___ Data for processing

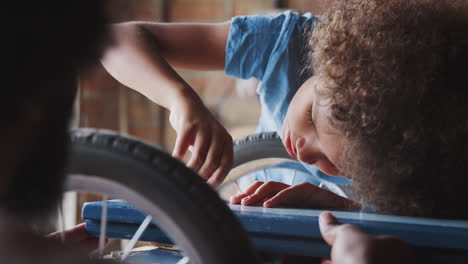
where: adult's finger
[198,135,225,180]
[187,131,210,173]
[172,127,194,160]
[319,212,340,246]
[207,142,234,188]
[230,181,263,204]
[241,181,290,205]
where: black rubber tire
[233,132,290,168]
[65,129,259,264]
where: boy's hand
[47,223,99,252]
[169,94,234,186]
[231,181,361,210]
[319,212,416,264]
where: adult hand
[47,223,99,252]
[319,212,416,264]
[231,181,361,210]
[169,93,234,186]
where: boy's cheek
[313,160,344,177]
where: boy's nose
[295,136,321,164]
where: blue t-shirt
[225,11,349,188]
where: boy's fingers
[208,142,234,187]
[241,181,290,205]
[263,186,301,208]
[230,181,263,204]
[172,130,193,160]
[291,182,361,210]
[199,136,225,180]
[187,133,210,173]
[319,212,340,246]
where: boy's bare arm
[102,22,231,110]
[102,22,233,185]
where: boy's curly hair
[308,0,468,219]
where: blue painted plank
[82,200,468,250]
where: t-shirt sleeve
[225,11,308,80]
[225,11,314,80]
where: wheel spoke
[57,202,65,243]
[120,215,152,261]
[98,195,108,257]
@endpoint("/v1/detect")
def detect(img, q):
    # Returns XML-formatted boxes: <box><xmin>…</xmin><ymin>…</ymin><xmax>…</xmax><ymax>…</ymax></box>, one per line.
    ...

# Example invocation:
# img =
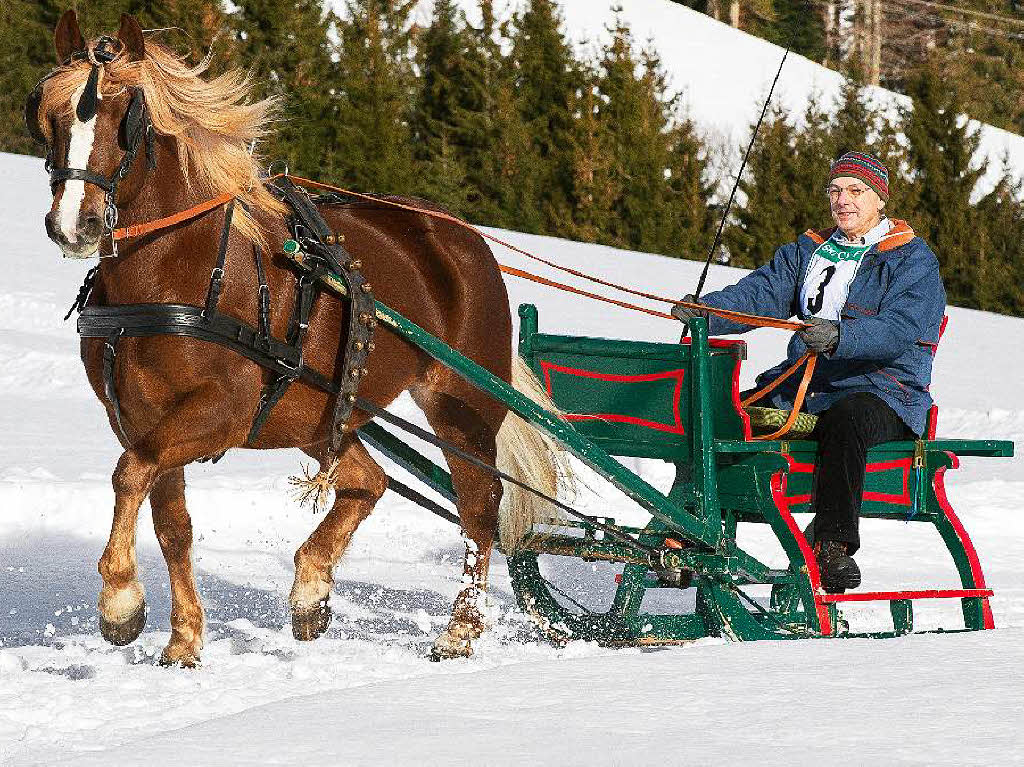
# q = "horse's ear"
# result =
<box><xmin>53</xmin><ymin>10</ymin><xmax>85</xmax><ymax>65</ymax></box>
<box><xmin>118</xmin><ymin>13</ymin><xmax>145</xmax><ymax>61</ymax></box>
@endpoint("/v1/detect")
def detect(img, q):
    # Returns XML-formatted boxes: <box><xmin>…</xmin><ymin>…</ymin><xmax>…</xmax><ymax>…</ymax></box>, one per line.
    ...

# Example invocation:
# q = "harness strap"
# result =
<box><xmin>269</xmin><ymin>176</ymin><xmax>377</xmax><ymax>454</ymax></box>
<box><xmin>50</xmin><ymin>168</ymin><xmax>116</xmax><ymax>194</ymax></box>
<box><xmin>203</xmin><ymin>199</ymin><xmax>234</xmax><ymax>318</ymax></box>
<box><xmin>253</xmin><ymin>243</ymin><xmax>270</xmax><ymax>343</ymax></box>
<box><xmin>103</xmin><ymin>328</ymin><xmax>128</xmax><ymax>443</ymax></box>
<box><xmin>113</xmin><ymin>193</ymin><xmax>234</xmax><ymax>241</ymax></box>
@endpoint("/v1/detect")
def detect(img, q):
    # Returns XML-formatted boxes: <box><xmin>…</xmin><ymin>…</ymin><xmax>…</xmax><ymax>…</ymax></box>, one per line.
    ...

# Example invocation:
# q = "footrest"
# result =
<box><xmin>819</xmin><ymin>589</ymin><xmax>993</xmax><ymax>603</ymax></box>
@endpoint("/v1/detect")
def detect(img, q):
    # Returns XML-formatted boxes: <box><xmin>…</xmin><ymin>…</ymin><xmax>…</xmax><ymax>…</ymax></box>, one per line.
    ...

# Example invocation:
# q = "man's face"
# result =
<box><xmin>828</xmin><ymin>176</ymin><xmax>886</xmax><ymax>238</ymax></box>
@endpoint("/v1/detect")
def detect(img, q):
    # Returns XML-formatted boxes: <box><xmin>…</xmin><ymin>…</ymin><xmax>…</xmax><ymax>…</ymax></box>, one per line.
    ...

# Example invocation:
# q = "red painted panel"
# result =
<box><xmin>821</xmin><ymin>589</ymin><xmax>992</xmax><ymax>602</ymax></box>
<box><xmin>541</xmin><ymin>359</ymin><xmax>686</xmax><ymax>434</ymax></box>
<box><xmin>935</xmin><ymin>452</ymin><xmax>995</xmax><ymax>629</ymax></box>
<box><xmin>786</xmin><ymin>456</ymin><xmax>913</xmax><ymax>506</ymax></box>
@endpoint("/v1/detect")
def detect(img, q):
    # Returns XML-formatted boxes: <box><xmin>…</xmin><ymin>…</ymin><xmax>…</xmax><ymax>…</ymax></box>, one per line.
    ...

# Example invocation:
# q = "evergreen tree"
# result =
<box><xmin>506</xmin><ymin>0</ymin><xmax>583</xmax><ymax>232</ymax></box>
<box><xmin>0</xmin><ymin>0</ymin><xmax>228</xmax><ymax>154</ymax></box>
<box><xmin>726</xmin><ymin>108</ymin><xmax>807</xmax><ymax>267</ymax></box>
<box><xmin>0</xmin><ymin>0</ymin><xmax>60</xmax><ymax>155</ymax></box>
<box><xmin>902</xmin><ymin>63</ymin><xmax>987</xmax><ymax>306</ymax></box>
<box><xmin>776</xmin><ymin>93</ymin><xmax>837</xmax><ymax>226</ymax></box>
<box><xmin>974</xmin><ymin>158</ymin><xmax>1024</xmax><ymax>316</ymax></box>
<box><xmin>413</xmin><ymin>0</ymin><xmax>481</xmax><ymax>215</ymax></box>
<box><xmin>561</xmin><ymin>73</ymin><xmax>629</xmax><ymax>243</ymax></box>
<box><xmin>665</xmin><ymin>112</ymin><xmax>718</xmax><ymax>260</ymax></box>
<box><xmin>453</xmin><ymin>0</ymin><xmax>520</xmax><ymax>224</ymax></box>
<box><xmin>334</xmin><ymin>0</ymin><xmax>422</xmax><ymax>194</ymax></box>
<box><xmin>231</xmin><ymin>0</ymin><xmax>349</xmax><ymax>176</ymax></box>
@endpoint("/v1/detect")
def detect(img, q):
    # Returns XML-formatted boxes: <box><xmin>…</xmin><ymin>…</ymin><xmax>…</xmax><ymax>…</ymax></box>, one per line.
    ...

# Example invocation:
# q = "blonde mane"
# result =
<box><xmin>40</xmin><ymin>39</ymin><xmax>286</xmax><ymax>243</ymax></box>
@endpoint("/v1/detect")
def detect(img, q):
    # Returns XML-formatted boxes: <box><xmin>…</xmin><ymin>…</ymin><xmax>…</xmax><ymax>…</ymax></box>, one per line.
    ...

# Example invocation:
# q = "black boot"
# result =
<box><xmin>814</xmin><ymin>541</ymin><xmax>860</xmax><ymax>594</ymax></box>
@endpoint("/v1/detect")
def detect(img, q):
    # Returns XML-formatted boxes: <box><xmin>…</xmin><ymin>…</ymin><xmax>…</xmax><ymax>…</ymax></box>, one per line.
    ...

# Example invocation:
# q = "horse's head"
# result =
<box><xmin>26</xmin><ymin>10</ymin><xmax>154</xmax><ymax>258</ymax></box>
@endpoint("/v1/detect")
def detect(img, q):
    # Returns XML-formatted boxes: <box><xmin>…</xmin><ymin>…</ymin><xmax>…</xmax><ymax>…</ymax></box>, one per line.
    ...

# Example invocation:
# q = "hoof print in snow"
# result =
<box><xmin>160</xmin><ymin>649</ymin><xmax>203</xmax><ymax>669</ymax></box>
<box><xmin>428</xmin><ymin>634</ymin><xmax>473</xmax><ymax>663</ymax></box>
<box><xmin>99</xmin><ymin>602</ymin><xmax>145</xmax><ymax>647</ymax></box>
<box><xmin>292</xmin><ymin>599</ymin><xmax>332</xmax><ymax>642</ymax></box>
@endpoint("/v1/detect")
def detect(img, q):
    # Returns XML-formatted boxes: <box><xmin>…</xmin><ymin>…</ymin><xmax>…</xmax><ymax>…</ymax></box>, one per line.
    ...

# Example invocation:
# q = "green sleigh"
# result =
<box><xmin>296</xmin><ymin>253</ymin><xmax>1014</xmax><ymax>645</ymax></box>
<box><xmin>509</xmin><ymin>306</ymin><xmax>1013</xmax><ymax>644</ymax></box>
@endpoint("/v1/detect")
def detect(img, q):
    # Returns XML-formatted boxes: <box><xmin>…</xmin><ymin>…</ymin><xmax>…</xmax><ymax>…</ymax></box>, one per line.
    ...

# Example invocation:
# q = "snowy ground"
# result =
<box><xmin>0</xmin><ymin>140</ymin><xmax>1024</xmax><ymax>766</ymax></box>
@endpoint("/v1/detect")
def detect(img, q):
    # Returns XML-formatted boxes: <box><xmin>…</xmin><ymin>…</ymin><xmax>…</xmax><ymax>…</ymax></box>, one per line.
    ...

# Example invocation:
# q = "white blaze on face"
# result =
<box><xmin>57</xmin><ymin>83</ymin><xmax>99</xmax><ymax>243</ymax></box>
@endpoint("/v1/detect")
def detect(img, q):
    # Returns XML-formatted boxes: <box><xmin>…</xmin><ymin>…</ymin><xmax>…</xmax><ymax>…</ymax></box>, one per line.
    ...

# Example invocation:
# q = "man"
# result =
<box><xmin>672</xmin><ymin>152</ymin><xmax>946</xmax><ymax>593</ymax></box>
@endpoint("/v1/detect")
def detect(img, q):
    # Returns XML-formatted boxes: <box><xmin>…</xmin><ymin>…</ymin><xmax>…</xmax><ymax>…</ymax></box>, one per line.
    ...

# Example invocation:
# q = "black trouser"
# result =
<box><xmin>811</xmin><ymin>392</ymin><xmax>916</xmax><ymax>554</ymax></box>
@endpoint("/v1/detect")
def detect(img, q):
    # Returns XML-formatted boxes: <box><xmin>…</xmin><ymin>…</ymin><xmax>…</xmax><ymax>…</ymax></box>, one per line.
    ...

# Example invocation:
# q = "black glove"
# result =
<box><xmin>672</xmin><ymin>293</ymin><xmax>709</xmax><ymax>323</ymax></box>
<box><xmin>797</xmin><ymin>316</ymin><xmax>839</xmax><ymax>354</ymax></box>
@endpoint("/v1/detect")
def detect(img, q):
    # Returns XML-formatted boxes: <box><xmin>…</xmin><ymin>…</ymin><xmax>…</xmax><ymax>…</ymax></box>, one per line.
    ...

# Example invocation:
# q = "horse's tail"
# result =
<box><xmin>498</xmin><ymin>352</ymin><xmax>573</xmax><ymax>552</ymax></box>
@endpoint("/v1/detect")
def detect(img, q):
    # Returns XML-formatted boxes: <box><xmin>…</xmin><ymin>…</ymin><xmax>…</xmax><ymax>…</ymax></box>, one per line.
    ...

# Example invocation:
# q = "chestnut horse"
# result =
<box><xmin>28</xmin><ymin>11</ymin><xmax>557</xmax><ymax>666</ymax></box>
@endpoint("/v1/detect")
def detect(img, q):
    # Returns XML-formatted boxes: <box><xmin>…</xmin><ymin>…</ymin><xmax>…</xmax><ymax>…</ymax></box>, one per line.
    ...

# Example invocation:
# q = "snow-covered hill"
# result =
<box><xmin>0</xmin><ymin>136</ymin><xmax>1024</xmax><ymax>767</ymax></box>
<box><xmin>418</xmin><ymin>0</ymin><xmax>1024</xmax><ymax>194</ymax></box>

______

Copy the lines above verbatim, from the line with "where: boy's hand" to the line with "[295,136,321,164]", both included.

* _Output of the task_
where: boy's hand
[47,223,99,252]
[169,94,234,186]
[231,181,361,210]
[319,212,416,264]
where: adult hand
[47,223,99,252]
[319,212,416,264]
[231,181,361,210]
[169,93,234,186]
where: boy's cheek
[313,160,344,177]
where: boy's nose
[295,136,321,164]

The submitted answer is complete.